Text provided

* * * * *

Hi-VAWT Technology Corp. Ltd.
- Industry: Manufacturing
- Founded: 2005 as Hi-Energy Technology Corp. Ltd., renamed in 2009
- Headquarters: Linkou District, New Taipei City, Taiwan
- Area served: Worldwide
- Key people: Jacken Chen, General Manager
- Products: Small wind turbines, solar panels, hybrid streetlights
- Owner: Michael Chen
- Number of employees: 50
- Website: hi-vawt.com.tw

= Hi-VAWT =

Taiwanese renewable energy solutions provider

Hi-VAWT is a renewable energy equipment manufacturer headquartered in Linkou District, New Taipei City, Taiwan. Hi-VAWT has installations in many countries/territories worldwide (Taiwan, China, Japan, South Korea, Hong Kong, India, Malaysia, Australia, New Zealand, South Africa, Spain, Austria, Czech Republic, Italy, Germany, Poland, Guam, Hawaii, the USA, Jamaica and Canada), and on every continent including Antarctica. The company also a member of Taiwan Wind Turbine Industry Association.

* * * * *

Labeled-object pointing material
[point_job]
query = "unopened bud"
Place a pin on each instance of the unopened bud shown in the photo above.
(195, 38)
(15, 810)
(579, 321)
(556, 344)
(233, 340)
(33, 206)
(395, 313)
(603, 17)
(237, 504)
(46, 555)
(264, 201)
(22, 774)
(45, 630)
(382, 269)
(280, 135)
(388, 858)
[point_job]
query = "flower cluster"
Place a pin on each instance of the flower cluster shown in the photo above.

* * * * *

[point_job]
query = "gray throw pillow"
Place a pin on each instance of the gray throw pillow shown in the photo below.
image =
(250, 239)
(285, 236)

* * * * *

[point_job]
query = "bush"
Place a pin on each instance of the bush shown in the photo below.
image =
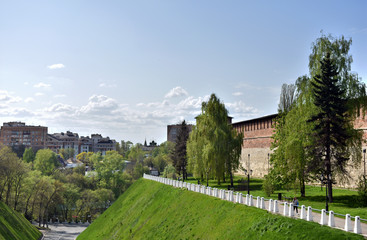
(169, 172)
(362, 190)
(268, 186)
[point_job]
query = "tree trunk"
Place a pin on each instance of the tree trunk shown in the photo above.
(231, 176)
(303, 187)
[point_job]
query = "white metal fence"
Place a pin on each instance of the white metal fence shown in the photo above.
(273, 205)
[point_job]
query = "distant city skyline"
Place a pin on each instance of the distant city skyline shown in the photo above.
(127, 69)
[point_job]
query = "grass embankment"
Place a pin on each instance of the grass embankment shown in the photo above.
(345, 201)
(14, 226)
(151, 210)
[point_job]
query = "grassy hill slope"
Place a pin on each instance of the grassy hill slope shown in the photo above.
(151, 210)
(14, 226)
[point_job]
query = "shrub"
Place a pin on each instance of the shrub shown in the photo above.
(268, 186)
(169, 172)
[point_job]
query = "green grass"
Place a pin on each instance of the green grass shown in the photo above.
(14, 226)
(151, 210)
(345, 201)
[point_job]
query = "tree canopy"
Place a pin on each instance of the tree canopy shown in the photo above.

* * * * *

Requests
1. Condense the paragraph of the Hi-VAWT profile that begins "Hi-VAWT is a renewable energy equipment manufacturer" into a short bulleted list that keeps its main facts.
2. Translate this sentence from the Hi-VAWT profile into Spanish: "Hi-VAWT is a renewable energy equipment manufacturer headquartered in Linkou District, New Taipei City, Taiwan."
Work only from the Hi-VAWT profile.

Answer set
1.
- Renewable energy equipment manufacturer based in Linkou District, New Taipei City, Taiwan
- Installations in Taiwan, China, Japan, South Korea, Hong Kong, India, Malaysia, Australia, New Zealand, South Africa, Spain, Austria, Czech Republic, Italy, Germany, Poland, Guam, Hawaii, the USA, Jamaica and Canada
- Present on every continent, including Antarctica
- Member of the Taiwan Wind Turbine Industry Association

2. Hi-VAWT es un fabricante de equipos de energía renovable con sede en el distrito de Linkou, en la ciudad de Nuevo Taipéi, Taiwán.